Your task is to repeat the listing exactly.

START MATERIAL PROVIDED

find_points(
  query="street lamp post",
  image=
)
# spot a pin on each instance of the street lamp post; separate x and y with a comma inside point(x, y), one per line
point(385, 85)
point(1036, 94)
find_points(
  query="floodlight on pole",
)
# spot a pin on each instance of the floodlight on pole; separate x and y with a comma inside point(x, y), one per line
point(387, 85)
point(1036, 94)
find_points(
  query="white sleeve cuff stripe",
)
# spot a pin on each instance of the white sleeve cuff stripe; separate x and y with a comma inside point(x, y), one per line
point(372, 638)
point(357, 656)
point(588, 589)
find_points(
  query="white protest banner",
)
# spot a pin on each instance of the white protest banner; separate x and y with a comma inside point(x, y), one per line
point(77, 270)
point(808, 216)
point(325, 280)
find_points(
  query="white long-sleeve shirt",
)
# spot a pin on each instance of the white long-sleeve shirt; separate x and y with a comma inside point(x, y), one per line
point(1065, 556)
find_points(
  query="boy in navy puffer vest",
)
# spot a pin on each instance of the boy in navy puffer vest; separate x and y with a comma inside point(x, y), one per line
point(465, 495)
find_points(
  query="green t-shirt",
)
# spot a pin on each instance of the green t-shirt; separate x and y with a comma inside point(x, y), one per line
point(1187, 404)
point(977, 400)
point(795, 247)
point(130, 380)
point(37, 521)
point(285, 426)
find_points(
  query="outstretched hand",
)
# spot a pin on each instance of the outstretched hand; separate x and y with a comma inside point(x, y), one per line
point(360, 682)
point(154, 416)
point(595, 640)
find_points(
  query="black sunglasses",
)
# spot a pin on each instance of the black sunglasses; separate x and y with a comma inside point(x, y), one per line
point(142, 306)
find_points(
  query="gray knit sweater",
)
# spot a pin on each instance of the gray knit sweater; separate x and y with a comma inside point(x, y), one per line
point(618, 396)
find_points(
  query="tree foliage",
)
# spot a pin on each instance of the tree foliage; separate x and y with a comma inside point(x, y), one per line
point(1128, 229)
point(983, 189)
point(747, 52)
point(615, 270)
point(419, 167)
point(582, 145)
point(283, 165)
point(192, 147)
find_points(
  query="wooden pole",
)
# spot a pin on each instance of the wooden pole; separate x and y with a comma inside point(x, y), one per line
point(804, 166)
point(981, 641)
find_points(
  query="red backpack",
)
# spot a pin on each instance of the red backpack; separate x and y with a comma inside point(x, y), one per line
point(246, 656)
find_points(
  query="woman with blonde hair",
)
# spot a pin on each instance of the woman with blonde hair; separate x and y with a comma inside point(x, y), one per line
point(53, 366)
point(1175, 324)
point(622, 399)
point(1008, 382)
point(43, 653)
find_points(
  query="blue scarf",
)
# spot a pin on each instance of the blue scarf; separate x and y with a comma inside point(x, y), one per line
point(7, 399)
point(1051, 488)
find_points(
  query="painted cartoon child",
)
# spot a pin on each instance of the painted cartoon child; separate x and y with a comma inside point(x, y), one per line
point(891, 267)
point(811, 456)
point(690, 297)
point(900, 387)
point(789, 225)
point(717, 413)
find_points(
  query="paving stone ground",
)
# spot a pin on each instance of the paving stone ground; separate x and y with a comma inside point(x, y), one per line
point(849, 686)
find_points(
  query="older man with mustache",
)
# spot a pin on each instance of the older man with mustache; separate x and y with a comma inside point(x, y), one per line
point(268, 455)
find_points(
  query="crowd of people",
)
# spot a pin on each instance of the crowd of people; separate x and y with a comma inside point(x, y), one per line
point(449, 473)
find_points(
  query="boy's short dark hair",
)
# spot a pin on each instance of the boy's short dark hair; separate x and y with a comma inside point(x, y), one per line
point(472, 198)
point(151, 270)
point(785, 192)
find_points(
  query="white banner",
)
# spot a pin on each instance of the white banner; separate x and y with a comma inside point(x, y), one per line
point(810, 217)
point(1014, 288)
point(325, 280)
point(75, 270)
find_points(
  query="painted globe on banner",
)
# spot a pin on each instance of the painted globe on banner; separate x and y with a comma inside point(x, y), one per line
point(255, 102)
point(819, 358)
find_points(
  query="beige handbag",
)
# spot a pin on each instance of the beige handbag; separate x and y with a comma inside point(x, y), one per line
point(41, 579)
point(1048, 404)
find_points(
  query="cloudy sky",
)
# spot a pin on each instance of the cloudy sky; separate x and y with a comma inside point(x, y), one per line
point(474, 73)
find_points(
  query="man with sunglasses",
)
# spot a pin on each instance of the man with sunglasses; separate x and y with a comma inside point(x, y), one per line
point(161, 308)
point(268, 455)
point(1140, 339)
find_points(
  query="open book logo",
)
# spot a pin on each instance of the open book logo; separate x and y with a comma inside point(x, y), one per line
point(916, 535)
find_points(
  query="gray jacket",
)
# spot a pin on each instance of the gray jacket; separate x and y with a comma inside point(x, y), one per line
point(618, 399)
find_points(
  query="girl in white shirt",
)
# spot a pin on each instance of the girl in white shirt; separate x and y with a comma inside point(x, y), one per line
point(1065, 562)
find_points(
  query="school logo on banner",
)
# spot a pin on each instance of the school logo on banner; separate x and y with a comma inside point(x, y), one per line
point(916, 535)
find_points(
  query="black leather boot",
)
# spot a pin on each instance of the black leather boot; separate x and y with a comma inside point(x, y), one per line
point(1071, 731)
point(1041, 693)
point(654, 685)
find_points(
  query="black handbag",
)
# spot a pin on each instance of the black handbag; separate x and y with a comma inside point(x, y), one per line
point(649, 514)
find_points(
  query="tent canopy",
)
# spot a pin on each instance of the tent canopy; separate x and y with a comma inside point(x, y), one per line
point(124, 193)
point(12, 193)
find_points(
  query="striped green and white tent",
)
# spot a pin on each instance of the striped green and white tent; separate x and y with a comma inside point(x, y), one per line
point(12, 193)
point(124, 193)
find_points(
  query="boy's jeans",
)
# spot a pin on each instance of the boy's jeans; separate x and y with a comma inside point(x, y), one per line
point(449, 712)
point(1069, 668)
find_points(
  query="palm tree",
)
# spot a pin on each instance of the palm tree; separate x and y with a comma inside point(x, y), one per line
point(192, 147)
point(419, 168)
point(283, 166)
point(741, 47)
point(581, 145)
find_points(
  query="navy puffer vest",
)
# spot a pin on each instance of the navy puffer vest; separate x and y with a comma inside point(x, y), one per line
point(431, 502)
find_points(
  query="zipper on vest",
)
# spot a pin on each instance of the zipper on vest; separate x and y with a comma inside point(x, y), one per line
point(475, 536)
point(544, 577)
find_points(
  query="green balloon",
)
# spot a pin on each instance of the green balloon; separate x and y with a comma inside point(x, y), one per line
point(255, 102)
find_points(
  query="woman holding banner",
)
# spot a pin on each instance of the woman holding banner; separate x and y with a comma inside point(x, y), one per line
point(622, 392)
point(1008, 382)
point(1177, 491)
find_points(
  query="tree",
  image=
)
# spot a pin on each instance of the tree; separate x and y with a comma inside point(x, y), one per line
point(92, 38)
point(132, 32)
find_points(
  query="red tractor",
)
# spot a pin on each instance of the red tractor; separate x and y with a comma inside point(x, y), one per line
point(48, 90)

END MATERIAL PROVIDED

■ EXERCISE SOLUTION ■
find_points(
  query="street lamp post",
  image=
)
# spot a pin on each instance of the street lamp post; separate x and y with a comma inside point(x, y), one per line
point(385, 85)
point(1036, 94)
find_points(
  query="floodlight on pole",
)
# spot a pin on each instance of the floodlight on pole; separate x and y with a comma inside point(x, y), one per line
point(387, 85)
point(1036, 94)
find_points(
  query="white sleeve cuff stripe",
)
# spot a pin on each instance of the white sleeve cuff stripe; separate x and y with a comma inside point(x, y), one per line
point(372, 638)
point(357, 656)
point(588, 589)
find_points(
  query="white protest banner",
)
# spot a pin on each instance of the white protest banner; separate x and y with a comma inside point(x, y), one per line
point(77, 270)
point(808, 216)
point(325, 280)
find_points(
  query="white long-sleeve shirt",
)
# spot a pin on each instance of the white long-sleeve shirt; separate x and y with a comma inside point(x, y), one per line
point(1065, 556)
find_points(
  query="boy in navy puffer vest",
)
# spot a pin on each instance of the boy in navy puffer vest; separate x and y with a comma inside point(x, y), one per line
point(465, 495)
find_points(
  query="green t-shirt",
)
# spot a pin on each instance of the green t-shirt; separate x and y with a comma inside point(x, y), one per line
point(1187, 404)
point(977, 400)
point(795, 247)
point(130, 380)
point(37, 521)
point(285, 426)
find_points(
  query="outstretched hand",
)
# spot a pin on each instance of the outstretched hand; separate x and y with a comma inside point(x, y), one per line
point(360, 682)
point(154, 416)
point(595, 640)
find_points(
  query="black sunglasses",
)
# spot a pin on each instance of the black sunglasses; separate x and y with a comma inside point(x, y), one per line
point(142, 306)
find_points(
  query="gray knit sweater",
)
# spot a pin on each instance of the gray knit sweater; separate x and y with a comma inside point(x, y), one per line
point(618, 396)
find_points(
  query="tree foliage",
)
# spot a pin on each instance of the tree foliage; separate x and y with a comma inside point(x, y), one per line
point(1128, 229)
point(983, 189)
point(747, 52)
point(615, 270)
point(419, 167)
point(582, 145)
point(283, 165)
point(192, 147)
find_points(
  query="wooden pole",
)
# spot a pin on each instance of the wooden pole; separate x and y with a comma inside point(x, y), one per line
point(804, 166)
point(981, 641)
find_points(
  query="red backpack",
)
# spot a pin on each instance of the red backpack; separate x and y with a comma inside point(x, y), one per line
point(246, 656)
find_points(
  query="woman with blonde hair",
)
# spot a pin on each instance of the woman with blonde hair; separate x and y with a comma inside point(x, y), one per line
point(53, 366)
point(1175, 324)
point(622, 399)
point(1008, 382)
point(43, 653)
find_points(
  query="blue scarf",
)
# spot a pin on each instance of the blue scarf; separate x and y with a comma inside point(x, y), one per line
point(7, 399)
point(1051, 488)
find_points(
  query="painted cartoon child",
)
# spot a pin on each instance of the painted cartoon child; separate x and y with a comma inside point(x, y), one per line
point(891, 267)
point(811, 456)
point(690, 297)
point(900, 387)
point(789, 225)
point(717, 413)
find_points(
  query="paving stone ground",
)
# spot a pin on each instance of the paving stone ground; separate x and y with a comma inside point(x, y), one per line
point(849, 686)
find_points(
  query="older man with mustache",
)
# spot a pin on each instance of the older man with mustache; separate x and y with a comma inside point(x, y), one per line
point(268, 455)
find_points(
  query="crowd of people",
)
# spot a pin on each instance of the crowd of people; separate x and y with a comma inside point(x, y), one per line
point(449, 473)
find_points(
  query="boy's short dark hair",
)
# spot a pin on each instance of the boy's short dark hair; separate x and y with a comma inside point(x, y), one per line
point(472, 198)
point(151, 270)
point(785, 192)
find_points(
  query="white banner",
)
# spot a pin on each instance of the white banner; separate x and y with a comma inside point(x, y), one per line
point(810, 217)
point(1014, 288)
point(325, 280)
point(75, 270)
find_points(
  query="painted globe on banner",
)
# spot a pin on each instance of the painted globe on banner; separate x and y with a comma inside point(x, y), one per line
point(255, 102)
point(819, 358)
find_points(
  query="beige handbag",
)
# spot a pin on each instance of the beige handbag; separate x and y with a comma inside point(x, y), one per line
point(41, 579)
point(1048, 404)
find_points(
  query="cloudy sky",
)
# spot a pin on each instance of the cloudy sky; separate x and y with a comma inside point(x, y), one per line
point(474, 73)
find_points(
  query="man with sunglasses",
)
# spot a pin on each instance of the man with sunglasses; separate x and y with a comma inside point(x, y), one per line
point(161, 308)
point(268, 455)
point(1140, 339)
find_points(
  query="open book logo",
)
# spot a pin on each instance of the open book logo; separate x and y with a comma inside point(x, y), one per line
point(916, 535)
find_points(
  query="gray jacket",
)
# spot a pin on each instance of the gray jacket; separate x and y with a comma inside point(x, y), one per line
point(618, 399)
find_points(
  query="girl in white shirt",
)
# spot a pin on each instance of the girl in white shirt; separate x and y with a comma inside point(x, y), one per line
point(1065, 562)
find_points(
  query="school logo on banner",
)
# spot a pin on each instance of the school logo on banner; separate x and y with a comma inside point(x, y), one per line
point(916, 535)
find_points(
  query="black leather boot",
)
# spot a pin on each instance of the black leather boot; separate x and y with a comma inside point(x, y), one per line
point(1071, 731)
point(1041, 693)
point(654, 685)
find_points(
  query="black handbag",
)
# spot a pin on each instance of the black handbag; separate x and y with a comma inside point(x, y), one per line
point(649, 514)
find_points(
  query="tent canopy",
)
# spot a pin on each instance of the tent canopy; separate x and y with a comma inside point(x, y), one per line
point(124, 193)
point(12, 193)
find_points(
  query="striped green and white tent",
)
# spot a pin on each instance of the striped green and white tent; separate x and y with a comma inside point(x, y), one per line
point(12, 193)
point(124, 193)
find_points(
  query="boy's jeans",
)
# spot a pin on each instance of the boy's jeans; separate x and y with a comma inside point(x, y), one per line
point(449, 712)
point(1069, 668)
find_points(
  query="palm tree",
)
# spot a pin on each instance of the palm tree; separate x and y with a comma inside point(x, y), one per line
point(192, 147)
point(419, 168)
point(283, 166)
point(741, 47)
point(581, 145)
find_points(
  query="navy puffer vest",
)
# spot a pin on each instance of the navy puffer vest; separate x and y with a comma inside point(x, y), one per line
point(431, 502)
find_points(
  query="zipper on vest",
)
# spot a pin on each instance of the zipper on vest; separate x and y with a comma inside point(x, y), one per line
point(475, 536)
point(544, 577)
find_points(
  query="green balloon",
)
# spot a pin on each instance of the green balloon; separate x and y with a comma inside point(x, y), one per line
point(255, 102)
find_points(
  query="woman holding banner",
)
# spot a pin on each instance of the woman holding banner; separate x and y with a comma inside point(x, y), one per line
point(622, 392)
point(1008, 382)
point(1177, 491)
find_points(
  query="tree",
  image=
)
# spot a pin on each instance of the tree; separate x and y with a comma inside point(x, y), one per line
point(92, 38)
point(132, 32)
find_points(
  query="red tractor",
)
# spot a pin on each instance of the red tractor; separate x and y with a comma inside point(x, y), one per line
point(48, 90)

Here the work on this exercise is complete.